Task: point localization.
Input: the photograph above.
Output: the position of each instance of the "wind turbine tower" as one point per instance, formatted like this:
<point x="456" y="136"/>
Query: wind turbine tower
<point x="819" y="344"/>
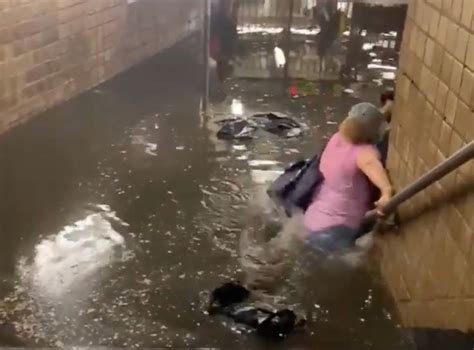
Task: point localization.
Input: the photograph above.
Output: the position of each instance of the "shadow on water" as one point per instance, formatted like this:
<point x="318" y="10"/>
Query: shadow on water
<point x="122" y="209"/>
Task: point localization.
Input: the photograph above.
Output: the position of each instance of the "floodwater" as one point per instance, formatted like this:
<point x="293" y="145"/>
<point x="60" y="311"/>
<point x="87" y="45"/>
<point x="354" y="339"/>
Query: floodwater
<point x="121" y="210"/>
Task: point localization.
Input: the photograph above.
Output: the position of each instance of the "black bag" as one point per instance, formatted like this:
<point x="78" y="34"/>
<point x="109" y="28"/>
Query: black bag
<point x="294" y="189"/>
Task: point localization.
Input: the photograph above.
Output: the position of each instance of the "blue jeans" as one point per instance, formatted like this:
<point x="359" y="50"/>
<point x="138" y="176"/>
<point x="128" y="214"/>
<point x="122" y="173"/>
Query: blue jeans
<point x="333" y="239"/>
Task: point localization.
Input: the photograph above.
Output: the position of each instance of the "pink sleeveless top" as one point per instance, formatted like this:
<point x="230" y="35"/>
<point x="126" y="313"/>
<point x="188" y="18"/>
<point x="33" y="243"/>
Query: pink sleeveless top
<point x="345" y="195"/>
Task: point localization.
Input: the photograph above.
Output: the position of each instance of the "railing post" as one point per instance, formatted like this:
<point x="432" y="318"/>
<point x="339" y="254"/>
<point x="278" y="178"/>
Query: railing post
<point x="456" y="160"/>
<point x="206" y="56"/>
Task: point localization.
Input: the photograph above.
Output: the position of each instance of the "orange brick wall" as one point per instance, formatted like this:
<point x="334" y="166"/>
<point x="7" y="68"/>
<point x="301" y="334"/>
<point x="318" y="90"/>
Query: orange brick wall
<point x="51" y="50"/>
<point x="429" y="265"/>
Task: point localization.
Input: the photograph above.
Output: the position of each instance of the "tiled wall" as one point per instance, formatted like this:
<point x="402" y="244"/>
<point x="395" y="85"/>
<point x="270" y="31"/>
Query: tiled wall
<point x="51" y="50"/>
<point x="429" y="265"/>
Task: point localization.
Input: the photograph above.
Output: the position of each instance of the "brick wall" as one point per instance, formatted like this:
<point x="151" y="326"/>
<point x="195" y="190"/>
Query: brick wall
<point x="429" y="265"/>
<point x="51" y="50"/>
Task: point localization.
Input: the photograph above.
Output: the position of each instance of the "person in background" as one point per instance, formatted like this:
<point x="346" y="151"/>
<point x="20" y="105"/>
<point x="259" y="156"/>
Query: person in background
<point x="387" y="101"/>
<point x="351" y="166"/>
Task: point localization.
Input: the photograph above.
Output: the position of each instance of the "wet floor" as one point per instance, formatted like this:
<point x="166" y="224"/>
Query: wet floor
<point x="121" y="210"/>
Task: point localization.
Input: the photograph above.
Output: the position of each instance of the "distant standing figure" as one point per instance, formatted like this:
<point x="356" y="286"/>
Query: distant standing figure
<point x="351" y="166"/>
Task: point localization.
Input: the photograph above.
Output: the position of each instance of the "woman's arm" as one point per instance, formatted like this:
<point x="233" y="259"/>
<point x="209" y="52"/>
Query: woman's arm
<point x="369" y="163"/>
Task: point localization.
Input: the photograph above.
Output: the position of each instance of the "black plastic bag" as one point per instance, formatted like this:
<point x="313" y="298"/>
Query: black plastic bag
<point x="294" y="189"/>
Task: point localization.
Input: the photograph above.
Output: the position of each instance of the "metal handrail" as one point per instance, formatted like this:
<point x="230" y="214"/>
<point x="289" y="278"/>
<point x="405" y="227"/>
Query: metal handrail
<point x="462" y="156"/>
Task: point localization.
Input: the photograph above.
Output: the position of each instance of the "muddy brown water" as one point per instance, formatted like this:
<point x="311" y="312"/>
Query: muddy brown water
<point x="120" y="210"/>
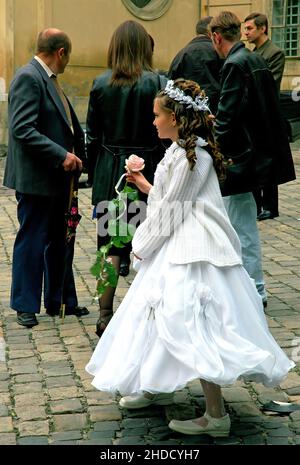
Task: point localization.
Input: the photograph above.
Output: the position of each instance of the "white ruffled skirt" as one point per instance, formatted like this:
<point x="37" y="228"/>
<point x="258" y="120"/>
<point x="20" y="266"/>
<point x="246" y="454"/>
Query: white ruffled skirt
<point x="178" y="323"/>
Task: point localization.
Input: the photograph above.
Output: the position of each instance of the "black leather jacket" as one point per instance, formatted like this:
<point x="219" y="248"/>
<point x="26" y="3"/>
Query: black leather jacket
<point x="249" y="126"/>
<point x="119" y="123"/>
<point x="199" y="62"/>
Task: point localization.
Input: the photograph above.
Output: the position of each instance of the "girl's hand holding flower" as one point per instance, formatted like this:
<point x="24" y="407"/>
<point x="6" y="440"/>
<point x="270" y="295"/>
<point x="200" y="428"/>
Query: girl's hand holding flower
<point x="134" y="165"/>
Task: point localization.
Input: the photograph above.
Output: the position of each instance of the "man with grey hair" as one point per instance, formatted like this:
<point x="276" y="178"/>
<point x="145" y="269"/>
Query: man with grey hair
<point x="256" y="147"/>
<point x="199" y="62"/>
<point x="45" y="149"/>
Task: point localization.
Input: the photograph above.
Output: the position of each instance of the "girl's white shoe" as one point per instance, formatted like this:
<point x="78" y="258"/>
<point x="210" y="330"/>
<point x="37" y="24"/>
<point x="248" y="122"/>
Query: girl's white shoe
<point x="144" y="400"/>
<point x="216" y="427"/>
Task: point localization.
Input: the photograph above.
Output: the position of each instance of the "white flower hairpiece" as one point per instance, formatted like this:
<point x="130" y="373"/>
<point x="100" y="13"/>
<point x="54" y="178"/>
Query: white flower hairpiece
<point x="199" y="104"/>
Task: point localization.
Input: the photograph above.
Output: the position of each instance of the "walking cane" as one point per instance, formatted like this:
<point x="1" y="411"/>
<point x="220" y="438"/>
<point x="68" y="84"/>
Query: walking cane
<point x="72" y="218"/>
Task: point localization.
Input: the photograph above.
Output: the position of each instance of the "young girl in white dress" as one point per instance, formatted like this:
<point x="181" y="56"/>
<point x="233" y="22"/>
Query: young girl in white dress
<point x="192" y="310"/>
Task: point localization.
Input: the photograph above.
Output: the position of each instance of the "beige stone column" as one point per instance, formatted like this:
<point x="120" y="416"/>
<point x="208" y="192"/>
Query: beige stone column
<point x="44" y="14"/>
<point x="6" y="45"/>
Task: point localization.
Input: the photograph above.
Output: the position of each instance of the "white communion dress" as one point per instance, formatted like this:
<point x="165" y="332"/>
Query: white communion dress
<point x="192" y="310"/>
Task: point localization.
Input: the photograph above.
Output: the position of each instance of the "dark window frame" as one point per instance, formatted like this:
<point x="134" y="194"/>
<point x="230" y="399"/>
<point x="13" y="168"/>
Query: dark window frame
<point x="286" y="26"/>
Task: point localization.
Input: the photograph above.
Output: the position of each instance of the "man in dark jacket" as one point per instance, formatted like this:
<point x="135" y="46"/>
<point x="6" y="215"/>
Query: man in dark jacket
<point x="46" y="145"/>
<point x="251" y="134"/>
<point x="199" y="62"/>
<point x="256" y="31"/>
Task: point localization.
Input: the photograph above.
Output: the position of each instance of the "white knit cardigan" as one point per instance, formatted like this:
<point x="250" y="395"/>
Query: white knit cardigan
<point x="186" y="207"/>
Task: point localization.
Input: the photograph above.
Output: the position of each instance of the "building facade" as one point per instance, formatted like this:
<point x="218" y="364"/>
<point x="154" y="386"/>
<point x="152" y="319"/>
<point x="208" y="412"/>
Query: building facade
<point x="91" y="23"/>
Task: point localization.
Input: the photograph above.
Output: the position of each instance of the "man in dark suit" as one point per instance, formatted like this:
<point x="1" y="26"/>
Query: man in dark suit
<point x="45" y="150"/>
<point x="256" y="32"/>
<point x="256" y="147"/>
<point x="199" y="62"/>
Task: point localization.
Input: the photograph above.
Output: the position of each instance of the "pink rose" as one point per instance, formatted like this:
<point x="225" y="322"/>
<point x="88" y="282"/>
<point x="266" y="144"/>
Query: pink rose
<point x="134" y="163"/>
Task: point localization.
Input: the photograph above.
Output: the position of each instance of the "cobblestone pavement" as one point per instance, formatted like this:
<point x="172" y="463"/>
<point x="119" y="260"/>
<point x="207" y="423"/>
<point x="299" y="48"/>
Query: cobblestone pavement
<point x="46" y="396"/>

========

■ Exercise description
Count the lines in the entries above that contain the string "figure", treating uppercase and lowercase as distinct, and give only the number.

■ Complete response
2